● Work instructions
Reproduce verbatim the lines of the data below, from the line containing "the black hose" down to the line containing "point(329, 91)", both included, and nothing else.

Raw data:
>>>>>
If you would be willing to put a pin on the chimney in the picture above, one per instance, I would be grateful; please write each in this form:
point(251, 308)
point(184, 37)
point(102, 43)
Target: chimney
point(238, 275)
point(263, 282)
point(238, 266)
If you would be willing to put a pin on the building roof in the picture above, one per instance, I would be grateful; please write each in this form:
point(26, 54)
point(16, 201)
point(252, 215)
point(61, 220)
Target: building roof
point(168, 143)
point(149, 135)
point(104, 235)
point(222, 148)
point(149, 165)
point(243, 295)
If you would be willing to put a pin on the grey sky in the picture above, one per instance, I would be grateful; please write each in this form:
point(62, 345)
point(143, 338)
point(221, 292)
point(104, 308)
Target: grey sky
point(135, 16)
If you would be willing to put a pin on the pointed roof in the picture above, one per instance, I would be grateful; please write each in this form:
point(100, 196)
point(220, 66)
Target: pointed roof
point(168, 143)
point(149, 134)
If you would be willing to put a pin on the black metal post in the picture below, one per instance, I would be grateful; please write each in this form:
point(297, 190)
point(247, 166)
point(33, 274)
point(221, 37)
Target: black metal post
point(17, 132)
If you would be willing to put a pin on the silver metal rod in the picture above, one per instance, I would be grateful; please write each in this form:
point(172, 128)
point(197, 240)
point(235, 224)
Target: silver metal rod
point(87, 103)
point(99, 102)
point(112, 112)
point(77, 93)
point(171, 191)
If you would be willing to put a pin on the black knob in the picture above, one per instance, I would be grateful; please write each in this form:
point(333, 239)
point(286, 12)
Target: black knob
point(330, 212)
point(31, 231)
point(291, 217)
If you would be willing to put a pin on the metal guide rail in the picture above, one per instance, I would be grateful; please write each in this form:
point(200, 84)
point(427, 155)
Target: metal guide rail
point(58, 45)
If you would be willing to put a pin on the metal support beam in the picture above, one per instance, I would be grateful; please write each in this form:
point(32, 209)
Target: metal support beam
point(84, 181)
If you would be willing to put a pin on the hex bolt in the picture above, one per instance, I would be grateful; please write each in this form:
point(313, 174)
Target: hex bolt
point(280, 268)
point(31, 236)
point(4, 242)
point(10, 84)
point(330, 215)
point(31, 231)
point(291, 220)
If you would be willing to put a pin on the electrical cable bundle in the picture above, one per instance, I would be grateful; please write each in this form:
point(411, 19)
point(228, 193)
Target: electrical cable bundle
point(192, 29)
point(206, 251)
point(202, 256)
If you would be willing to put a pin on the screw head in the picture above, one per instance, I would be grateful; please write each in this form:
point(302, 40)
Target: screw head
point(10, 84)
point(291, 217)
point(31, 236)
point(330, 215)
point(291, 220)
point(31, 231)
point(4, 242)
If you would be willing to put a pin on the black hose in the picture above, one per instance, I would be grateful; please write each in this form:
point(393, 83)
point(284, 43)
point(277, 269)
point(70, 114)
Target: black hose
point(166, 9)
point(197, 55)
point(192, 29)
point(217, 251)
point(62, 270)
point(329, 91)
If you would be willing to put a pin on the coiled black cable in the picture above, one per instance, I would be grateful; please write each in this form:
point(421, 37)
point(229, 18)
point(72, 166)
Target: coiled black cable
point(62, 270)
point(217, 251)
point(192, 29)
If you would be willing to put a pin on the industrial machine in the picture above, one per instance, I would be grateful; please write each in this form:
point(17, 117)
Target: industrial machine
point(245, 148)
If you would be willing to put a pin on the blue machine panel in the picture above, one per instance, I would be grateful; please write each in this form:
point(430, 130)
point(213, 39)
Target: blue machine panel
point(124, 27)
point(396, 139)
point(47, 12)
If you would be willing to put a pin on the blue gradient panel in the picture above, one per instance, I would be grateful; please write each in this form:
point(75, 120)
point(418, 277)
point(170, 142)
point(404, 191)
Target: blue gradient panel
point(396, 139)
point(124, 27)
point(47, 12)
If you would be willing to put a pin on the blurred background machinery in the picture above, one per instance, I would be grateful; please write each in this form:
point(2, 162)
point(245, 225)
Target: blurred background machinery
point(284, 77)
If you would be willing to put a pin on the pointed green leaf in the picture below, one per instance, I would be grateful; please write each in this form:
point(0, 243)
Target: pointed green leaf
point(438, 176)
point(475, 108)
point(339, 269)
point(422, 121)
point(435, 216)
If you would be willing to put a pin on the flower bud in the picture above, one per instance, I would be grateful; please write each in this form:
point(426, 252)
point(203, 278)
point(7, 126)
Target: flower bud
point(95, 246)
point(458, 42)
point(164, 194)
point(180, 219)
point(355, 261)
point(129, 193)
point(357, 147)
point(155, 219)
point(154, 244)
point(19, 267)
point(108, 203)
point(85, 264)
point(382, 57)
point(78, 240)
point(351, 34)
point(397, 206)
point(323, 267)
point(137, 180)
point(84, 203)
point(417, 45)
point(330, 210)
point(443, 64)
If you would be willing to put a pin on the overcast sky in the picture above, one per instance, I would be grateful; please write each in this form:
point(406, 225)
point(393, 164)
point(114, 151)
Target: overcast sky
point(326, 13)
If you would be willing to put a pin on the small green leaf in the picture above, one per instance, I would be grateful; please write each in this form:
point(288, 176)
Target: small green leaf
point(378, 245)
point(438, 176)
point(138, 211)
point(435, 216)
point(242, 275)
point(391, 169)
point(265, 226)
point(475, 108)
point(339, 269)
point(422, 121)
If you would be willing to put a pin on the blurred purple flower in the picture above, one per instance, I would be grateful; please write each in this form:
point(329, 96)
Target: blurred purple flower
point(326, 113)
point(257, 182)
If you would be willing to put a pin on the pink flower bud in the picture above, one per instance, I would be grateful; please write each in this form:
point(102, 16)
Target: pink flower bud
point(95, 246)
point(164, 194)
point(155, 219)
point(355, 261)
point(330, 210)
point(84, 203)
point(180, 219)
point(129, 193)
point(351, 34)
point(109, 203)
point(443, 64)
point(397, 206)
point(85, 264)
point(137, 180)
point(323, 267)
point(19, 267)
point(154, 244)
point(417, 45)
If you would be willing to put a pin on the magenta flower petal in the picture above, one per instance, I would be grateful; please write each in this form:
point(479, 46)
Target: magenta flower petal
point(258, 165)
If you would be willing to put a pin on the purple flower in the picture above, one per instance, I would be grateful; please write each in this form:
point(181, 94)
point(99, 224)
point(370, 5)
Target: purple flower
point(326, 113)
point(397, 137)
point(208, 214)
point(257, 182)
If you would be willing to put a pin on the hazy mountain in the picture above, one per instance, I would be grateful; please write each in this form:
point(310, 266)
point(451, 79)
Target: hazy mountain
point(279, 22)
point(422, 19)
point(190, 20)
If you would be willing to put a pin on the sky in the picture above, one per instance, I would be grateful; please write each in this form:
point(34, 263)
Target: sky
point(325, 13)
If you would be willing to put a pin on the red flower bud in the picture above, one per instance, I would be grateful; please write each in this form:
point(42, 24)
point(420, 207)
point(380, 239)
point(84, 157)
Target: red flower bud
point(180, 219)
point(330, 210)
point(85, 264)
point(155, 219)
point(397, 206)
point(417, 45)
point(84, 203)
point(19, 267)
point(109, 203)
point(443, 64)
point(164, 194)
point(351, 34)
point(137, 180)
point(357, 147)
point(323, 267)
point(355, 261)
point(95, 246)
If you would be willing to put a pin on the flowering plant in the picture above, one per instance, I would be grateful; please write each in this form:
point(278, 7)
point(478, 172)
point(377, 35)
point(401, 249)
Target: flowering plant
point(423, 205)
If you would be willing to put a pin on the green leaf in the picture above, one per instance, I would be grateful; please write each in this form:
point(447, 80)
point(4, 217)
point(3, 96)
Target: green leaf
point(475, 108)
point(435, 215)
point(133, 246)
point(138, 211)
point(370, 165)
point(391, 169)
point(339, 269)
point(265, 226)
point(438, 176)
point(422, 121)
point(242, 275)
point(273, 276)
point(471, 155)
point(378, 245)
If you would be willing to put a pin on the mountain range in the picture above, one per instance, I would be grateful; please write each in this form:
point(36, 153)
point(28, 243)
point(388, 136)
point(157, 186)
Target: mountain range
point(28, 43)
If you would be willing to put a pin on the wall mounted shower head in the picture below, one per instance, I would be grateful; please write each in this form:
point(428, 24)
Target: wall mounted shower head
<<<<<
● Result of this exercise
If you would be willing to put a pin on the black hose in the picture above, one per instance, I would be grateful; please write each in this form:
point(393, 83)
point(284, 43)
point(277, 269)
point(70, 114)
Target: black hose
point(166, 9)
point(197, 55)
point(192, 29)
point(217, 251)
point(62, 270)
point(329, 91)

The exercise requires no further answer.